=== Begin Enclosure ===

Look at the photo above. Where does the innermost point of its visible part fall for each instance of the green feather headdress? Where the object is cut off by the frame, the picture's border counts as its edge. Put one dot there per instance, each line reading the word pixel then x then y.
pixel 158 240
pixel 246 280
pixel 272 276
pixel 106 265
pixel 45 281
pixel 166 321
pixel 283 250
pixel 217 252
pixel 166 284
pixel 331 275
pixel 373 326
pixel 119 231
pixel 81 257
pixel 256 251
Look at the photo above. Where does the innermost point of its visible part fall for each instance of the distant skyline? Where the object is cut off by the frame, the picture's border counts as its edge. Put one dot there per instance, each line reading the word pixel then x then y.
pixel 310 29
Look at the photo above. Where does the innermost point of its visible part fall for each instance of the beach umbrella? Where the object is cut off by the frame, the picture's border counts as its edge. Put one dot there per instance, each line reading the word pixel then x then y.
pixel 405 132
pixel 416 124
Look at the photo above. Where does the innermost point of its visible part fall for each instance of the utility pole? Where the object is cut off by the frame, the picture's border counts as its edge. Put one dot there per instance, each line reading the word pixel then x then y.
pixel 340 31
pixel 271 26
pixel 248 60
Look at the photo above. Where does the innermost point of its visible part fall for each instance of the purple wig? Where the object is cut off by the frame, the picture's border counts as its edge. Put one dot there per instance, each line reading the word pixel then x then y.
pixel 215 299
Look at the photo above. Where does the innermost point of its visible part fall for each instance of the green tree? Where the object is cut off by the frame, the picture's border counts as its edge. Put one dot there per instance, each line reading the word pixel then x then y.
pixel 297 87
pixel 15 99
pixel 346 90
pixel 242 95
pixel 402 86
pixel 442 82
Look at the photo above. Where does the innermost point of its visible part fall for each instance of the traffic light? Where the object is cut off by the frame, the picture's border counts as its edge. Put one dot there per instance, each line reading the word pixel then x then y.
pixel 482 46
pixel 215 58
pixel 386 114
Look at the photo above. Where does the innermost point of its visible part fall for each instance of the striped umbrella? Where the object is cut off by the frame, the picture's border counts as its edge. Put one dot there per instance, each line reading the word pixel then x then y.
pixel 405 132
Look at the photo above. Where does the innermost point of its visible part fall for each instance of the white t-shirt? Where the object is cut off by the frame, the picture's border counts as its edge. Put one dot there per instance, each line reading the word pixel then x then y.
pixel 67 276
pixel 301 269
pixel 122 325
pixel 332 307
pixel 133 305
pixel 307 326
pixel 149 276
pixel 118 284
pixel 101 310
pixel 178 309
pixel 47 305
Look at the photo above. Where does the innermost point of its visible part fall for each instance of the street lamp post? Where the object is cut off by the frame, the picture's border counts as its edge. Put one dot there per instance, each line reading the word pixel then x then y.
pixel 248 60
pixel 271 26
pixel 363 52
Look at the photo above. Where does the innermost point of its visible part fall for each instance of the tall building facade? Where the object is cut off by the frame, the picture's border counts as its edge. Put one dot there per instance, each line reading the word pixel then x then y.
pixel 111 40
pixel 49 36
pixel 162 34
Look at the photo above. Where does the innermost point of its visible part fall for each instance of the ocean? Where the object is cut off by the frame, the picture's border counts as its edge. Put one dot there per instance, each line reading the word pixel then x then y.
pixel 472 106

=== End Enclosure ===

_What is required:_ Every record above is to be copied exactly.

_Exercise solution:_
Look at the photo above. Where does the innermost point of its visible part fall for each instance of the green feather headdress? Where the object is cut off by the frame, the picture's border counts as its edge. Put one dot there per instance, each line reading the word pixel then x then y.
pixel 158 240
pixel 246 280
pixel 272 276
pixel 106 265
pixel 45 281
pixel 166 321
pixel 283 250
pixel 217 252
pixel 166 284
pixel 331 275
pixel 373 326
pixel 119 231
pixel 81 257
pixel 256 251
Look at the photo above. Where does the innermost point of its visible part fall for each instance of the distant skyline? Where the object is cut off by the frame, the picture's border counts as its edge. Put one dot there per instance, each line reading the word pixel then x then y.
pixel 310 29
Look at the photo above. Where does the innermost point of its visible part fall for each instance of the beach umbrella? Where the object is cut off by the frame, the picture's border counts as its edge. Put one dot there per instance, each line reading the word pixel then x then y.
pixel 405 132
pixel 416 124
Look at the photo above. Where does the innermost point of its visible part fall for each instance of the utility pole? Where the object is cut off by the frame, the picture's border counts as its edge. Put one dot there per instance, each line reading the word pixel then x then y.
pixel 340 31
pixel 271 26
pixel 248 60
Look at the photo above. Where does the innermost point of its visible part fall for each instance of the purple wig? Where the object is cut off by the frame, the picture's border counts as its edge. Put one dot there per instance, each line reading the word pixel then x then y.
pixel 215 299
Look at the photo above. Where does the innermost point of its visible part fall for each instance of the green tree? Where the object is cut off by the frame, the picture's border counts as its edge. Put one dot there per instance, each line reading the word pixel then x then y.
pixel 297 87
pixel 15 99
pixel 346 90
pixel 242 95
pixel 402 86
pixel 442 82
Look at the photo above. Where does the innermost point of its visible part fall for each instance of the traffic light? Where the object is cut off by the frame, the picture's border counts as its edge. Put one dot there per instance, each line reading the word pixel then x then y.
pixel 482 46
pixel 215 58
pixel 386 114
Look at the photo above. Where does the innermost point of its visible part fall for each instance of the striped umbrella? Where the object is cut off by the frame, the picture's border counts as its edge. Put one dot there per instance, each line reading the word pixel then x then y.
pixel 405 132
Look at the photo above. Where does the innermost point of its visible part fall for each instance of the white t-shirt? Where the object is cut off by the frame, the picture's border counts as its edge. Put one dot there per instance, each line reading the word pixel then x then y.
pixel 67 276
pixel 301 269
pixel 122 325
pixel 332 307
pixel 133 305
pixel 307 326
pixel 149 276
pixel 118 284
pixel 101 310
pixel 178 309
pixel 47 305
Look at the photo above. Where does the innermost point of its visible part fall for each instance of the street lamp post? Where the object is cut off by the frame, the picture's border counts as its edge. Put one dot there per instance, each line reading the word pixel then x then y.
pixel 248 60
pixel 271 26
pixel 363 52
Look at the photo above. Where does the innermost point of its visible part fall for each instance of the tall building facade? Where the object is cut off by the frame, the picture's border counts as its edge. Put one dot there per instance, each line reading the word pixel then x then y.
pixel 111 40
pixel 49 36
pixel 162 34
Look at the photo above. Where does the innermost point of its visible part fall for each instance of the ocean? Where the object is cut off by the frame, the picture's border counts as its edge. Put one dot there per instance, each line reading the word pixel then x then y.
pixel 472 106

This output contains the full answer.